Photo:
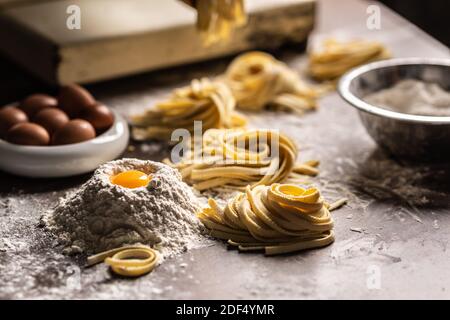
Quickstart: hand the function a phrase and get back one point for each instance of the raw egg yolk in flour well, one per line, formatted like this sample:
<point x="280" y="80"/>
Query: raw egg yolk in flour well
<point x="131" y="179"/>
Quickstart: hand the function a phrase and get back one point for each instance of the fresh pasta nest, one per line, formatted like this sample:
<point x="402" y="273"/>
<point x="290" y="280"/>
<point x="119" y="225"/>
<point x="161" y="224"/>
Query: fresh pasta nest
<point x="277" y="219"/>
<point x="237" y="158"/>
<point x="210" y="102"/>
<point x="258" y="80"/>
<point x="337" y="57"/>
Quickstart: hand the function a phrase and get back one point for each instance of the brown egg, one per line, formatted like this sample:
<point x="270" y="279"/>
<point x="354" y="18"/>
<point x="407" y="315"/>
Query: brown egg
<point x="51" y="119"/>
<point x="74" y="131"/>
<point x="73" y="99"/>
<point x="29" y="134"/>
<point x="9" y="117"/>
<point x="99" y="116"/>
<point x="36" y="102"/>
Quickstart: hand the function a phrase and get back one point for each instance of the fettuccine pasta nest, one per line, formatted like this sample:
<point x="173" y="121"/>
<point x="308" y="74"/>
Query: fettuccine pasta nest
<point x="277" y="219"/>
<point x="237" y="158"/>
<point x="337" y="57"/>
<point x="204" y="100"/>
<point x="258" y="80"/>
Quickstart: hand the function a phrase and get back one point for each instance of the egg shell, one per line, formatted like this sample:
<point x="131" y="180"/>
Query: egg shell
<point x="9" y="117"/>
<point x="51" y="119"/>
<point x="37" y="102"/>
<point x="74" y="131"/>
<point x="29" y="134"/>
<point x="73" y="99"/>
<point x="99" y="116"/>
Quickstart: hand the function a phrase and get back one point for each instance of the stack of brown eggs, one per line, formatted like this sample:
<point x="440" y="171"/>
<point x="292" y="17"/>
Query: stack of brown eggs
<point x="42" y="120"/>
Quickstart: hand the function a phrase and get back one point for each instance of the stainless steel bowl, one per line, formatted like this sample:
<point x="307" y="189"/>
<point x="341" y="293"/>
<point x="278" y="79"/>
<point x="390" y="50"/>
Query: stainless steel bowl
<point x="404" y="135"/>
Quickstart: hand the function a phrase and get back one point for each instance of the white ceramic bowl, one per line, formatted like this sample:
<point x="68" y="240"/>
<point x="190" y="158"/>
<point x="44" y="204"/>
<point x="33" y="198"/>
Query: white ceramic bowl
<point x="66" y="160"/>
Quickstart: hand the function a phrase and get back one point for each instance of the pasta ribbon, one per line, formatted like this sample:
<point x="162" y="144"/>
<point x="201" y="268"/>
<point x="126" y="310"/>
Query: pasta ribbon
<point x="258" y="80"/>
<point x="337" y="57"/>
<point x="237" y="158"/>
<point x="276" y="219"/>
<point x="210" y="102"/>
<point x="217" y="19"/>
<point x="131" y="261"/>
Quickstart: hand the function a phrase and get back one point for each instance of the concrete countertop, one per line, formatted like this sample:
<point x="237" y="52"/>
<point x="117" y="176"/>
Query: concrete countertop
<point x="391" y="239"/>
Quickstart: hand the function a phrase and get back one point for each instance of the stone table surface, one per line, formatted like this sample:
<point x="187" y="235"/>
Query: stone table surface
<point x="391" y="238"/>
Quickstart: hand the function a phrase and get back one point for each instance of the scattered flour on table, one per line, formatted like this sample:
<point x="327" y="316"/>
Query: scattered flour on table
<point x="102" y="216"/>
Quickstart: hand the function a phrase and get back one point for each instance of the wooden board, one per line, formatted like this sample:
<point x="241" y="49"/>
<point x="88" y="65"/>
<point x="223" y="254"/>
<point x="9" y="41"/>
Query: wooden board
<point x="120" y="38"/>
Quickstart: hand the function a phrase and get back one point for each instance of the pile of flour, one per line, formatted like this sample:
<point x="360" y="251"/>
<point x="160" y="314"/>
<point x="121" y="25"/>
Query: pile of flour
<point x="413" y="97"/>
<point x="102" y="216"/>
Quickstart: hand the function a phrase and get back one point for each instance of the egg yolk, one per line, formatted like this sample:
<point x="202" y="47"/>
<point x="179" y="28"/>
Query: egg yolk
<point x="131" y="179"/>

════════════════════

Required work:
Copy out the entries verbatim, but skip every picture.

Answer box:
Photo:
Quickstart: hand the function a phrase and get back one point for each instance of the raw egg yolk in flour well, one per line, formatted like this sample:
<point x="280" y="80"/>
Query: raw egg yolk in flour well
<point x="131" y="179"/>
Quickstart: hand the function a phrase and get back one point for each instance of the fresh pasta nest, one per line, formatted like this sample:
<point x="402" y="273"/>
<point x="290" y="280"/>
<point x="119" y="225"/>
<point x="161" y="224"/>
Query: fresh pasta nest
<point x="277" y="219"/>
<point x="237" y="158"/>
<point x="210" y="102"/>
<point x="258" y="80"/>
<point x="337" y="57"/>
Quickstart: hand the function a phrase and get back one point for each instance of the brown egg, one per line, formatted like this sample:
<point x="270" y="279"/>
<point x="354" y="18"/>
<point x="407" y="315"/>
Query: brown egg
<point x="51" y="119"/>
<point x="74" y="131"/>
<point x="73" y="99"/>
<point x="29" y="134"/>
<point x="9" y="117"/>
<point x="99" y="116"/>
<point x="36" y="102"/>
Quickstart: hand the function a phrase and get back one point for each instance of the fettuccine pasta nest, one per line, formatted like this sample:
<point x="173" y="121"/>
<point x="308" y="74"/>
Query: fettuccine pasta nest
<point x="277" y="219"/>
<point x="237" y="158"/>
<point x="337" y="57"/>
<point x="204" y="100"/>
<point x="258" y="80"/>
Quickstart: hand the function a phrase and get back one point for each instance of the egg shell, one per line, formatted like this sample:
<point x="131" y="180"/>
Query: egg shell
<point x="9" y="117"/>
<point x="51" y="119"/>
<point x="37" y="102"/>
<point x="74" y="131"/>
<point x="29" y="134"/>
<point x="73" y="99"/>
<point x="99" y="116"/>
Quickstart: hand the function a phrase and get back one point for each instance of the stack of brown eggs, one per line, formatted like this sample:
<point x="440" y="171"/>
<point x="292" y="17"/>
Query: stack of brown eggs
<point x="42" y="120"/>
Quickstart: hand the function a phrase and get back one point for each instance of the stainless steel bowl, one per line, formatted like this sample:
<point x="307" y="189"/>
<point x="341" y="293"/>
<point x="278" y="79"/>
<point x="390" y="50"/>
Query: stainless steel bowl
<point x="404" y="135"/>
Quickstart: hand the function a phrase and get back one point for each instance of the white ceramic bowl, one per line, formatted like this sample:
<point x="68" y="240"/>
<point x="190" y="158"/>
<point x="44" y="204"/>
<point x="33" y="198"/>
Query: white ceramic bowl
<point x="66" y="160"/>
Quickstart: hand the function a phrase and get back one point for each instance of the pasta ribbon, one per line, formatted like this sample:
<point x="162" y="144"/>
<point x="201" y="268"/>
<point x="126" y="310"/>
Query: pasta ribbon
<point x="258" y="80"/>
<point x="337" y="57"/>
<point x="237" y="158"/>
<point x="276" y="219"/>
<point x="210" y="102"/>
<point x="217" y="19"/>
<point x="131" y="261"/>
Quickstart: hand the function a phrase and get back one point for each instance of the concrete countertop, one per line, formatted like this sample:
<point x="237" y="52"/>
<point x="117" y="176"/>
Query: concrete countertop
<point x="391" y="239"/>
Quickstart: hand the function a phrase and get back one point for each instance of the stone table surface, one per line, formatted like this sample:
<point x="187" y="235"/>
Query: stone table surface
<point x="391" y="238"/>
Quickstart: hand the function a phrase and get back one point for each instance of the scattered flour on table, one per line, formatted like this sample:
<point x="327" y="316"/>
Query: scattered flour on table
<point x="102" y="216"/>
Quickstart: hand the function a phrase and get back one point for each instance of the wooden board, one per line, formatted like this sample:
<point x="241" y="49"/>
<point x="88" y="65"/>
<point x="223" y="254"/>
<point x="9" y="41"/>
Query: wooden board
<point x="120" y="38"/>
Quickstart: hand the function a phrase and get back one point for each instance of the pile of flour, one per line, formatted like this sample:
<point x="360" y="251"/>
<point x="160" y="314"/>
<point x="121" y="25"/>
Query: pile of flour
<point x="413" y="97"/>
<point x="102" y="216"/>
Quickstart: hand the function a phrase and get back one point for each instance of the egg yolk, one per line, formatted like this sample:
<point x="202" y="47"/>
<point x="179" y="28"/>
Query: egg yolk
<point x="131" y="179"/>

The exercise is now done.